_Dataset items_:
┄┄┄┄┄┄
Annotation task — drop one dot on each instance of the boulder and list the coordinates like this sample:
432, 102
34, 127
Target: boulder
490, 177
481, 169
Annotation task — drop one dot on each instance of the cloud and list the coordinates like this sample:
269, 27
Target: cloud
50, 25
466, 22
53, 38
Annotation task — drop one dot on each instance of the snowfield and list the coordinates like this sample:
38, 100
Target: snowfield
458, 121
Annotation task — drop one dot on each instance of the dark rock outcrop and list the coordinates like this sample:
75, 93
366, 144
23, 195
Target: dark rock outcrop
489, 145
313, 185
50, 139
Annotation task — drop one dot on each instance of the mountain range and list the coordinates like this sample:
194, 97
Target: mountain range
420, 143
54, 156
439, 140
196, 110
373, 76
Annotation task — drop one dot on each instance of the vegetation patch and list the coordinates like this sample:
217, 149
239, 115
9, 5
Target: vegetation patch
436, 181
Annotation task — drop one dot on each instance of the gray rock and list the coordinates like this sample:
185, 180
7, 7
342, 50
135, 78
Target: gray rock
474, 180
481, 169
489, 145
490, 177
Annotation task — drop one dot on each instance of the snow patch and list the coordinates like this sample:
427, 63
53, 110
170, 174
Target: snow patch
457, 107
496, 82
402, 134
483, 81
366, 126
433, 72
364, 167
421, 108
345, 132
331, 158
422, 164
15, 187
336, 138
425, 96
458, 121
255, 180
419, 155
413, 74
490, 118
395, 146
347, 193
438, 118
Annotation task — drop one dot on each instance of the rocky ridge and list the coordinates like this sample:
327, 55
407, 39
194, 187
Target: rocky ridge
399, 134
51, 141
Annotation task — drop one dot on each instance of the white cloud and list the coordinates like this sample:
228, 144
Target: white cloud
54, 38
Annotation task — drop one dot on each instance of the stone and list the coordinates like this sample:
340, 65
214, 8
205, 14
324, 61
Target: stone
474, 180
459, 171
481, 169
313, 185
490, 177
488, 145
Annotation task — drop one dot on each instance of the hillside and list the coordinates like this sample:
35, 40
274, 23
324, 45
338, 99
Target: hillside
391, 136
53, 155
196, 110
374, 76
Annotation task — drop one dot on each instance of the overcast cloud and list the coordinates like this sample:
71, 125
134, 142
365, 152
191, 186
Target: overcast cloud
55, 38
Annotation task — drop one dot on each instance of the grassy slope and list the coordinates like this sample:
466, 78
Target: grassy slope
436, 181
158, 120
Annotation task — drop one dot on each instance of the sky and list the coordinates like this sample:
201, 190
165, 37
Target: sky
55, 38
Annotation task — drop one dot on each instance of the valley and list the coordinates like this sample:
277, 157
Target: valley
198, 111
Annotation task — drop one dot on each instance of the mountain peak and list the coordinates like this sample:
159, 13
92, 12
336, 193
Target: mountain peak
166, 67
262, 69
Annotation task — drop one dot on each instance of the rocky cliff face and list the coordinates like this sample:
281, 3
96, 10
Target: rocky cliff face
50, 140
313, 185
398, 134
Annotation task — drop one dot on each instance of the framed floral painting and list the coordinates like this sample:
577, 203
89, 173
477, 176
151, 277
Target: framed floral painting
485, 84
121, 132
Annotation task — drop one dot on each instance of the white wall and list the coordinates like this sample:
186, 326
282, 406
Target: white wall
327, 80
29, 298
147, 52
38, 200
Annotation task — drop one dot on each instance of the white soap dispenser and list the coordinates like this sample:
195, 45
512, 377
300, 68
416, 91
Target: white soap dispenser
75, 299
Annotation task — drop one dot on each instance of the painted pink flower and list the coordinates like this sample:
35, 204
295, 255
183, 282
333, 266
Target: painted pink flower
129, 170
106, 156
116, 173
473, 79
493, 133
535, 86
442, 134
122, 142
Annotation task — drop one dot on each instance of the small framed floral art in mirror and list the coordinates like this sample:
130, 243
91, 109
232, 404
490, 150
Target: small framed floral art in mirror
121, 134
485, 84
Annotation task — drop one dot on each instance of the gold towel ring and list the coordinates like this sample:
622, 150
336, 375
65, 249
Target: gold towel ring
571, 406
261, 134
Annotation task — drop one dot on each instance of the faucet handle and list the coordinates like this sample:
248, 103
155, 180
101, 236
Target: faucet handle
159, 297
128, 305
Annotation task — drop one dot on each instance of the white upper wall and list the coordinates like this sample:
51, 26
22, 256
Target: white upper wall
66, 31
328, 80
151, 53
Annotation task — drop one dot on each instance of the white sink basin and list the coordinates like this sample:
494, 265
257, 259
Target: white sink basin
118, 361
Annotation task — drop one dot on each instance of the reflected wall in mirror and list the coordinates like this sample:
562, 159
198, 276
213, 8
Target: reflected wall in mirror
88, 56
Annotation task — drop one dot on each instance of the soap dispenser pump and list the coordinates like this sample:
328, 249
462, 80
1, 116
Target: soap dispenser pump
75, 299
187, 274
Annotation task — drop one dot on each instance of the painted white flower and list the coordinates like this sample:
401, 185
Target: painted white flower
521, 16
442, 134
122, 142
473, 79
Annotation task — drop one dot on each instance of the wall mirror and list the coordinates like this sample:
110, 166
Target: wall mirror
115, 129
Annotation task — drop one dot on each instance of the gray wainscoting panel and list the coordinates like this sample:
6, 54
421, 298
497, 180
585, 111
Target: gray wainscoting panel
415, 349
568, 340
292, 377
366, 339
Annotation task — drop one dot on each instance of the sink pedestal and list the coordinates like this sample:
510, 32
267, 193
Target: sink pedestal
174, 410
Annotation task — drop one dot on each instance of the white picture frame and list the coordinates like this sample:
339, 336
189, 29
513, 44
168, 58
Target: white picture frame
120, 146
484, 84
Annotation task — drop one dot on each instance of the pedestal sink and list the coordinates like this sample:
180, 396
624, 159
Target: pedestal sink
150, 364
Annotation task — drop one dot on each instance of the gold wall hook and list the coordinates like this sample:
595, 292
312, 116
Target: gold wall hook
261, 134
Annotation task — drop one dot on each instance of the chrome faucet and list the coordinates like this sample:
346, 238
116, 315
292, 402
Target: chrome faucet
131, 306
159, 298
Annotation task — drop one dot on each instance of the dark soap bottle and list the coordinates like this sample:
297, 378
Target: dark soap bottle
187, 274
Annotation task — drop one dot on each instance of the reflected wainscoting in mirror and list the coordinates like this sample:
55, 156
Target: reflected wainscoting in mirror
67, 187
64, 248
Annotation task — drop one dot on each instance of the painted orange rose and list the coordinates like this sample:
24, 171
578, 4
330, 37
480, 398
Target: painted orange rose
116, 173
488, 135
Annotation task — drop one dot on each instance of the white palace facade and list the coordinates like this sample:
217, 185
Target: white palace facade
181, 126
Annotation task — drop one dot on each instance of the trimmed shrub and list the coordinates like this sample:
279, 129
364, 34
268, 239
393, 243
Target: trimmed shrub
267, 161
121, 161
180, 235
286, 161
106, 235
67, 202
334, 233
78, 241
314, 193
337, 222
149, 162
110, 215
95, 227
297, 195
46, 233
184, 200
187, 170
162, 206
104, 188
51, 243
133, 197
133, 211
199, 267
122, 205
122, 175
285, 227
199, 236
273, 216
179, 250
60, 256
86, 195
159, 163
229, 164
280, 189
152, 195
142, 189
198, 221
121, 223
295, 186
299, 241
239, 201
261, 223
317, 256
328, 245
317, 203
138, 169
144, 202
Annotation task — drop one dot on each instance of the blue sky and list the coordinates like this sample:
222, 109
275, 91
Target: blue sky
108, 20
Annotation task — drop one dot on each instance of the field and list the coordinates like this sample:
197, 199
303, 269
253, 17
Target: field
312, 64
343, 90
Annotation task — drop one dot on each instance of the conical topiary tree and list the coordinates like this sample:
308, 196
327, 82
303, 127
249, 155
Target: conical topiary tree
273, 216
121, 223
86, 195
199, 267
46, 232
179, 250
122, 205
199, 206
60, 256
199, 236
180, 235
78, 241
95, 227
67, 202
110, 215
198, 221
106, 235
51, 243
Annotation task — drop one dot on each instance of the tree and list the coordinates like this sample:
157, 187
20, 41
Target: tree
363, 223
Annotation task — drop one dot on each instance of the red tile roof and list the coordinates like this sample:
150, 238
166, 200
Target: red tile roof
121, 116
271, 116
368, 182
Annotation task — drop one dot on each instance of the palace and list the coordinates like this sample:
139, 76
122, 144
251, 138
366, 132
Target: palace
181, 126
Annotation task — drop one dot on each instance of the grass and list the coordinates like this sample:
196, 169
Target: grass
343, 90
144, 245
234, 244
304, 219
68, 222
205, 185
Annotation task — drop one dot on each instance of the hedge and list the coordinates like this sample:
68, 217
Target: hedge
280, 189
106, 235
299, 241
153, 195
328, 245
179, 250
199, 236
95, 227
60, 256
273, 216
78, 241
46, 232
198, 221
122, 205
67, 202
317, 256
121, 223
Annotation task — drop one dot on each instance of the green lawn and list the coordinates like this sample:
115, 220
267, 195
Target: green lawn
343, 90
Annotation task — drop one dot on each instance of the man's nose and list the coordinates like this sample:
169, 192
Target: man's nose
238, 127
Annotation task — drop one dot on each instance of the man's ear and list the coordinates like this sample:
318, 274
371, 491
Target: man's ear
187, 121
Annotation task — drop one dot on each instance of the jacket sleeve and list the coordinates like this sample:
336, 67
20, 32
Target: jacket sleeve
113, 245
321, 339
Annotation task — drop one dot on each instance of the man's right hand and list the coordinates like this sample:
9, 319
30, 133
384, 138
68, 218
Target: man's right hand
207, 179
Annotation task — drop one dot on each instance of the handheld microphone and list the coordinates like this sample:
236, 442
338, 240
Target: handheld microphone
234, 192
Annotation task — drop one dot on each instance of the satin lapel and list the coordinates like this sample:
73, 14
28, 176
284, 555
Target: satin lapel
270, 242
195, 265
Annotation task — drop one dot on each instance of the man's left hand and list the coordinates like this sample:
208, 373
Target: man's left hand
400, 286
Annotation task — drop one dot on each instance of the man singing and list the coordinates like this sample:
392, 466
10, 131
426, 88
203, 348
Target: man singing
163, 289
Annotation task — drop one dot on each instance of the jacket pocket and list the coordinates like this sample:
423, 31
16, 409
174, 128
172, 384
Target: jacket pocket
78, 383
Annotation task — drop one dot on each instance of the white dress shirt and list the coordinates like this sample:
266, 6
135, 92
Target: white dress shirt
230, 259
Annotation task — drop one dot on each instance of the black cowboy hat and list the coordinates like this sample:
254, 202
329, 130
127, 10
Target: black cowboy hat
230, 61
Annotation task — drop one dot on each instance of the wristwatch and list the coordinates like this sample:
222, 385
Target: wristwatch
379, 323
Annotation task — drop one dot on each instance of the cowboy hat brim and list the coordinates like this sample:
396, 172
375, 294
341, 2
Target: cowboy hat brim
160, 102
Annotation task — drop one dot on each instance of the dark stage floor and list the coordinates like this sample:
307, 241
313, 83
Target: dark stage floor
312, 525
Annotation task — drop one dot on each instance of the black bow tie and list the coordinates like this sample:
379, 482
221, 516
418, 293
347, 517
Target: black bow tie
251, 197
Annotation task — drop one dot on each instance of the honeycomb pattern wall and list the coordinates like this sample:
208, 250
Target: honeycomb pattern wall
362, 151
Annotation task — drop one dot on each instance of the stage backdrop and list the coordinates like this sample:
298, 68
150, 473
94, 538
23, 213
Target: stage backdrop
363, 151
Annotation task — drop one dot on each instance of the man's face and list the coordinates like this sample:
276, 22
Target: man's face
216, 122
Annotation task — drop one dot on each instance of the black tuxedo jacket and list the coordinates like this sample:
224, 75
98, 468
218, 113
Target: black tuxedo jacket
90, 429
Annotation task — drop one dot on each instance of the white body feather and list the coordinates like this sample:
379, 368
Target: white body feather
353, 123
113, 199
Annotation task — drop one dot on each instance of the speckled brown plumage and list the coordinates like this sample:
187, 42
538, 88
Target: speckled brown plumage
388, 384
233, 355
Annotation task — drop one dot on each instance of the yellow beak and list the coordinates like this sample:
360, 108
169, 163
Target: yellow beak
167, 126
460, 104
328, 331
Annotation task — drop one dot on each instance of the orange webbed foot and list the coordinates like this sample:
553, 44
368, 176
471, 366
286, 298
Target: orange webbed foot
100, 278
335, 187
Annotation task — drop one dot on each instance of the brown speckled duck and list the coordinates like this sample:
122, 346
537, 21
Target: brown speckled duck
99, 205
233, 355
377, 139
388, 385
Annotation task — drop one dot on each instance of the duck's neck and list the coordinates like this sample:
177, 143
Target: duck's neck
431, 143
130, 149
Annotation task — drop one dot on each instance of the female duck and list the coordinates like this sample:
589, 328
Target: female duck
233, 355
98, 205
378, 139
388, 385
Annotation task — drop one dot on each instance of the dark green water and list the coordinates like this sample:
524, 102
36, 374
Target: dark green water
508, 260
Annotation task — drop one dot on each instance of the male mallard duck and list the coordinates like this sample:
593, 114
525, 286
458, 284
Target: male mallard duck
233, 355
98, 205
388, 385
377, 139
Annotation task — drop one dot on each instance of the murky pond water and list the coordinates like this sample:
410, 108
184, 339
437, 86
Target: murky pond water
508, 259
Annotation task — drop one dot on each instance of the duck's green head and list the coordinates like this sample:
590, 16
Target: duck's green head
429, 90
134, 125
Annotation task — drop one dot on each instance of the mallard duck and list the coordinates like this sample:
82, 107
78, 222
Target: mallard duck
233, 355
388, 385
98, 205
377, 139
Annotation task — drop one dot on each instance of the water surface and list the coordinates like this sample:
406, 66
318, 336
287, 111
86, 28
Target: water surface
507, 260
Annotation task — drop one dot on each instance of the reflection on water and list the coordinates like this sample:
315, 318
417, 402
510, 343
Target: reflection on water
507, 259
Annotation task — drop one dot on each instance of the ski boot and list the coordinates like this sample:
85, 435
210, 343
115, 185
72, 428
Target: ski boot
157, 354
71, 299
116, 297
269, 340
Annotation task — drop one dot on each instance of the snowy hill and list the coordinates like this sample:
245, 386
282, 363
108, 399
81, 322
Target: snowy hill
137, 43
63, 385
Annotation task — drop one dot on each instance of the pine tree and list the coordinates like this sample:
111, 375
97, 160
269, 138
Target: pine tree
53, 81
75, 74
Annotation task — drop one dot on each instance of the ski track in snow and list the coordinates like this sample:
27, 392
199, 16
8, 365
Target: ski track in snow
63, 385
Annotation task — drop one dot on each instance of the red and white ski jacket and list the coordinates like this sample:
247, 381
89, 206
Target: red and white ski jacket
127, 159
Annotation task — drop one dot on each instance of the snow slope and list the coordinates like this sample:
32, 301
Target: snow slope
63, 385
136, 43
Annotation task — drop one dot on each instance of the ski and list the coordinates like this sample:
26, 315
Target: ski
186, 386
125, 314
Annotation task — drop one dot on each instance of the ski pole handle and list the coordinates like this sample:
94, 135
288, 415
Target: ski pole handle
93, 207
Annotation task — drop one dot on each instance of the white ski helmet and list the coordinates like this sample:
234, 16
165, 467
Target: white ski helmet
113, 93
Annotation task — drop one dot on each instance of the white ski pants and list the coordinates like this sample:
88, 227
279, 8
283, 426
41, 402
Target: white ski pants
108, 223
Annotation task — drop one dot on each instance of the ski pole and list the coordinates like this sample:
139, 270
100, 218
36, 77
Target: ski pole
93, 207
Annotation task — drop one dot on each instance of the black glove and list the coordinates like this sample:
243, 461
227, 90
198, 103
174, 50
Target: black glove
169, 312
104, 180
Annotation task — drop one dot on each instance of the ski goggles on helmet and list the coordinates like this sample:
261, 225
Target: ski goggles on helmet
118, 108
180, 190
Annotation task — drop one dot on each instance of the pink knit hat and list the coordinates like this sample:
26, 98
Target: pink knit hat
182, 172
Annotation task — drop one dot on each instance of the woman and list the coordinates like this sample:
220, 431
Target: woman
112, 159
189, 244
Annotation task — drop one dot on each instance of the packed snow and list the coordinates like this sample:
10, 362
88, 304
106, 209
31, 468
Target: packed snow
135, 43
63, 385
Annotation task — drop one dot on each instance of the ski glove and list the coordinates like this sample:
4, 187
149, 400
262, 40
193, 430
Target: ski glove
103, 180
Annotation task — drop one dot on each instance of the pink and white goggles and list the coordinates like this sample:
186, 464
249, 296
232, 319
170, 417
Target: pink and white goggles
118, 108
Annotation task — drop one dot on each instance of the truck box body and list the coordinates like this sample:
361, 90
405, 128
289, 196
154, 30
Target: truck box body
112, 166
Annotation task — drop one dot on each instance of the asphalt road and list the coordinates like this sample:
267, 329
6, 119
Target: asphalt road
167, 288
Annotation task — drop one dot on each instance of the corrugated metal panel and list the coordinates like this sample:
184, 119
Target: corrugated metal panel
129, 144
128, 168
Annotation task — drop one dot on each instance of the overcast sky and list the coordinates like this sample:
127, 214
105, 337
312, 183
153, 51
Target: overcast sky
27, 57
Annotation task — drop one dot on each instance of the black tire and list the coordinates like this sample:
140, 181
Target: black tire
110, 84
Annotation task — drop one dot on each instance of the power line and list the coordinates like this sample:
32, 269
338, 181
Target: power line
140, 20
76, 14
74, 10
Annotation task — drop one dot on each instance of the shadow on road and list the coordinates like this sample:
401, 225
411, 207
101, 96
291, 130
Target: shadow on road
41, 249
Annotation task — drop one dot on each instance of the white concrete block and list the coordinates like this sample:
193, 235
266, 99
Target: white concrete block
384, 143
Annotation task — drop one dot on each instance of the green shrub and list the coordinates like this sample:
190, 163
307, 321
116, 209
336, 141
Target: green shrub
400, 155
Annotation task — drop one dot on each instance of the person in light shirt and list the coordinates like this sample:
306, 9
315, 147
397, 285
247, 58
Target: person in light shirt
┄┄┄┄┄┄
_To be done_: Copy out everything from the line containing "of the shadow" down to the end of the records, changing "drop one dot" to "place one point" and leaving everything else unchanged.

_Solution_:
Annotation task — place one point on each instance of the shadow on road and list the coordinates like this sample:
401, 225
411, 207
101, 96
291, 130
Target: shadow on road
41, 249
Annotation task — place one point on each instance of the white concrete block and list the coordinates like this sample:
193, 235
266, 99
Target: white concrete block
384, 143
Annotation task — place one point on each instance of the green shrub and list the coordinates like this sample:
190, 163
307, 321
116, 209
336, 141
Target: green shrub
400, 155
Annotation task — place one point on each instance of the person in light shirt and list the coordinates like this sample:
306, 9
315, 147
397, 285
247, 58
Target: person in light shirt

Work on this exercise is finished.